> **Extracted material**:
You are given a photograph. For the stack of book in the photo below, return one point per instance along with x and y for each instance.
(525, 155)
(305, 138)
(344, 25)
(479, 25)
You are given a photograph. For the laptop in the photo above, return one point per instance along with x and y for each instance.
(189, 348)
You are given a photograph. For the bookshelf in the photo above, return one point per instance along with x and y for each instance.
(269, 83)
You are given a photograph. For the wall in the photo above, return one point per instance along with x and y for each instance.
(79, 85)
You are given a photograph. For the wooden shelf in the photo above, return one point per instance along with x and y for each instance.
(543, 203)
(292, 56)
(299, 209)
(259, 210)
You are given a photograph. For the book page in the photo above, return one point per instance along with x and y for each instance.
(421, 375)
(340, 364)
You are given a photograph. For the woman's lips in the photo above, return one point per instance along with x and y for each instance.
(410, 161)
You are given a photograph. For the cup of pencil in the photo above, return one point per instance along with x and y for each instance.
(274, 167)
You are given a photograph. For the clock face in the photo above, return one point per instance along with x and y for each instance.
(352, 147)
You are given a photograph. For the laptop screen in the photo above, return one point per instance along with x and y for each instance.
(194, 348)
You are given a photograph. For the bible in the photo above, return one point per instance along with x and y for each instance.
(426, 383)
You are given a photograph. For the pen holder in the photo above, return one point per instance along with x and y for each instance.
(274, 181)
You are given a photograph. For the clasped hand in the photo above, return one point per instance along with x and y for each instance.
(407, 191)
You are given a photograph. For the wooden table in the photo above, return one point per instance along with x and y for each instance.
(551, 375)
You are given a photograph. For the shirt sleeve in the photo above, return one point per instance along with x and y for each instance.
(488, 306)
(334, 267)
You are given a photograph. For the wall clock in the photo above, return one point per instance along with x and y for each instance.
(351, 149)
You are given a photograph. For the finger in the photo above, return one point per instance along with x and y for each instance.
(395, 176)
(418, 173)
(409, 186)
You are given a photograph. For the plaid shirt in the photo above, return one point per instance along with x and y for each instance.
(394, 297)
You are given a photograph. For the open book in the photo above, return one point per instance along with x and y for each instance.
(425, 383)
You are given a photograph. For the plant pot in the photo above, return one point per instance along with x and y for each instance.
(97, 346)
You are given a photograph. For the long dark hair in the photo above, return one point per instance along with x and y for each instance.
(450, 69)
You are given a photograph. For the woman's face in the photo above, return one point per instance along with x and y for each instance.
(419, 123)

> **Exercise objective**: Return every line exactly.

> **Output of the exercise**:
You are given a photograph. For the stack of book in the photo below, return one point per instance along with x and y for each instance.
(525, 155)
(305, 138)
(344, 25)
(479, 25)
You are given a photograph. For the laptop in the photo above, return one point per instance along with x and y for each instance.
(189, 348)
You are given a photograph. For the bookshelf in the photo above, return one point per instance along with x and y for each instance.
(269, 83)
You are given a photograph. For the wall in the photo above, return one point per instance along with x and y for each instance.
(79, 85)
You are given a photograph. For the wooden shelf in the photo above, return one point per instance along with x and y for each instance.
(543, 203)
(292, 56)
(299, 209)
(259, 210)
You are given a photograph. For the book page in the photo above, return one point per instance along with x and y for each instance.
(421, 375)
(340, 364)
You are given a photograph. For the woman's lips in the photo above, return one point per instance along with x and y for each instance.
(410, 161)
You are given a photograph. For the cup of pencil in the photo above, return one point per instance along with x and y for each instance.
(274, 167)
You are given a photograph. For the clock face in the photo above, return one point per instance along with x and y for each instance.
(352, 147)
You are given a photograph. For the laptop screen in the photo above, return one point per instance along with x and y for each instance.
(194, 348)
You are given a photograph. For the bible in the photo above, return one point per instance along with x and y for each instance.
(426, 383)
You are given a photograph. For the pen holder in the photo above, return one point per instance along with x and y for each instance.
(274, 181)
You are given a photograph. For the clasped hand in the photo above, return one point per instance along with x and y for each instance.
(407, 191)
You are given a photograph. For the wooden table in the photo above, return one point per instance along with x and y for each instance.
(551, 375)
You are given a photograph. For the shirt sleeve in the photo above, return one point per instance along with x and y for each instance.
(488, 306)
(334, 267)
You are given a photograph. For the wall clock in the photo above, return one point per instance along with x and y for each instance.
(351, 149)
You are given a photograph. For the finger in the photo above, return one point per instance along with x and y for each instance.
(395, 176)
(418, 173)
(409, 186)
You are given a photograph. For the plaid shirt in the photo above, return one point per instance along with x and y for each instance.
(394, 297)
You are given a photograph. For the open book in the photo above, return one point per instance along with x and y for each instance.
(425, 383)
You are given a photograph. For the plant pot in the photo above, return one point per instance along with x and y for each instance.
(97, 346)
You are given a photograph. For the long dark hair in the photo above, return one point per instance along with x and y for each instance.
(450, 69)
You are given a photograph. For the woman's face in the photo above, return one point per instance along with x and y for each instance.
(419, 123)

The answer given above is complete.